═════ Provided passage

Zero Emission Transportation Association

Lessons from an Electric Vehicle Road Trip

Joe Britton
Joe Britton

Joe Britton is the Executive Director of the Zero Emission Transportation Association (ZETA)—a public interest non-profit of 55 member companies advocating for 100% electric vehicle (EV) sales by 2030. The coalition spans the entire EV supply chain and includes critical materials extractors, charging companies, utilities, vehicle manufacturers, and battery recyclers. ZETA is committed to enacting policies that drive EV adoption, create hundreds of thousands of jobs, secure American global EV manufacturing dominance, drastically improve public health, and significantly reduce carbon pollution.

Joe has spent the past 15 years working in the U.S. Senate, most recently serving as Chief of Staff for U.S. Senator Martin Heinrich (D-NM). Prior to that, he spent five years as Deputy Chief of Staff and Legislative Director for Senator Mark Udall (D-CO) and six years with Senator Ben Nelson (D-NE) serving as a Legislative Assistant. He also served as a Senior Advisor to USDA Secretary Tom Vilsack, helping to oversee the Natural Resources Conservation Service, Farm Service Agency, and the Forest Service.

Range anxiety often sits at the forefront of potential electric vehicle (EV) buyers’ minds. Despite the fact that EV mileage and charging infrastructure are rapidly improving, the looming fear that an EV will not take you from Point A to Point B persists in public opinion and in the media. Furthermore, some think that even if their EV does get to the nearest charger on time, they’ll have to sit around for hours on the side of the highway, waiting for their car to become operable again. 

Last week, my wife and I put these beliefs to the test on an EV cross-country road trip, during which we traveled 1,230 miles in our Tesla from our hometown in Lincoln, Nebraska, to Washington, D.C. We found that these concerns don’t hold any water. In fact, we never had to wait for the vehicle to charge.

══════════
═════ Record list

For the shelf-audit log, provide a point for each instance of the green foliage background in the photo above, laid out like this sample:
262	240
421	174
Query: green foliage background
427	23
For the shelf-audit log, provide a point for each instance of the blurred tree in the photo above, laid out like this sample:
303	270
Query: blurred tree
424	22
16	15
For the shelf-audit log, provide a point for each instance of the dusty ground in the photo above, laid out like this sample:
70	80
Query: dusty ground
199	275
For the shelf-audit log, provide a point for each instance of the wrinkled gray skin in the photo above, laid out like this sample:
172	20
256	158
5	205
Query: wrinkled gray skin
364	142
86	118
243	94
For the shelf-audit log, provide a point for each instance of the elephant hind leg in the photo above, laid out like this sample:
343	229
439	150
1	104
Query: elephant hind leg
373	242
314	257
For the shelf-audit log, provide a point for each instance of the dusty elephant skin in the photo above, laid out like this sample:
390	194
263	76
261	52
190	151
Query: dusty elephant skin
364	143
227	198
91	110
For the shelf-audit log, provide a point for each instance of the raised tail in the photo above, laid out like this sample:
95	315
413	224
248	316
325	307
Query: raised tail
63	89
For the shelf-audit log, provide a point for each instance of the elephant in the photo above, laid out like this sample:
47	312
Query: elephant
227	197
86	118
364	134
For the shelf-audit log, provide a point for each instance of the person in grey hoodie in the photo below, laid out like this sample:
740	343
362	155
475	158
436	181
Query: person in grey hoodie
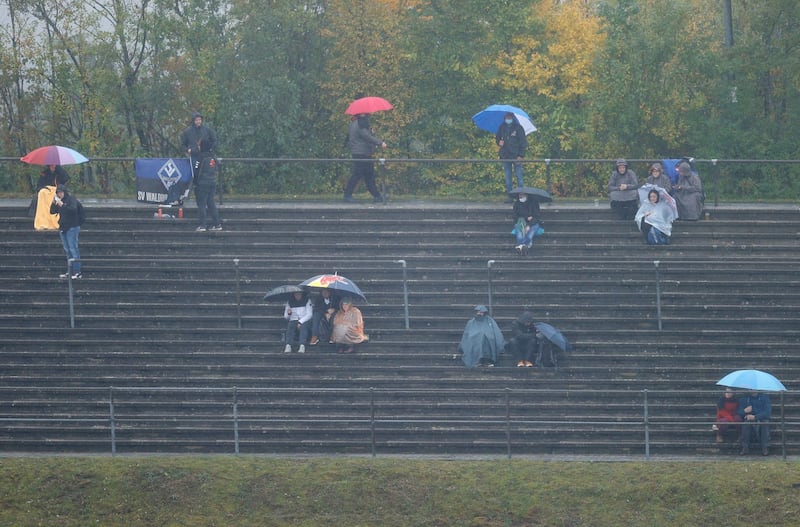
622	190
362	145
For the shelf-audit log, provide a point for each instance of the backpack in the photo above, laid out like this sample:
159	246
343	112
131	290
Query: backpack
81	213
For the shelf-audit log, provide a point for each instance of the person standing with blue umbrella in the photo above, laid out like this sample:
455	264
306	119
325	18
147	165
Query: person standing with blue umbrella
511	139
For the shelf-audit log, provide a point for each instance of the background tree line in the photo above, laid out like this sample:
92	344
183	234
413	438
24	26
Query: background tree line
601	79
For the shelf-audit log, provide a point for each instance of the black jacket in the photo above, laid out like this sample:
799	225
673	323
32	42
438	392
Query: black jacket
68	212
514	140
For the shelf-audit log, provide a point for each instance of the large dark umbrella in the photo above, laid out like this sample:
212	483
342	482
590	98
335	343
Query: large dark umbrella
283	293
335	282
553	335
542	196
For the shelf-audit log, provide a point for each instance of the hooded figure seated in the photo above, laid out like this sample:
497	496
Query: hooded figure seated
482	341
655	216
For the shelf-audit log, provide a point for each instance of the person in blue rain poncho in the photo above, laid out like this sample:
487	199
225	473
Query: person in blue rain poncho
482	341
655	216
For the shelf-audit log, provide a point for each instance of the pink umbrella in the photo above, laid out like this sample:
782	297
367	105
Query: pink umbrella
54	155
368	105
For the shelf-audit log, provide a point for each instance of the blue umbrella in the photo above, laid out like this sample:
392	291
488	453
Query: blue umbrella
492	117
553	335
756	380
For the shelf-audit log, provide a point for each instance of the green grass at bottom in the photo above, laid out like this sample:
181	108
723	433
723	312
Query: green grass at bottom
263	491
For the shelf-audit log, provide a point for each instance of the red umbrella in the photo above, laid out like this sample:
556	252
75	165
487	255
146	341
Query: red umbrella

══════════

Based on the road trip article, explain why the author concludes that worries about EV range and charging waits "don't hold any water."

Task response |
The author and his wife tested these worries on a 1,230-mile cross-country trip in their Tesla, from Lincoln, Nebraska, to Washington, D.C. On that trip, they never had to wait for the vehicle to charge.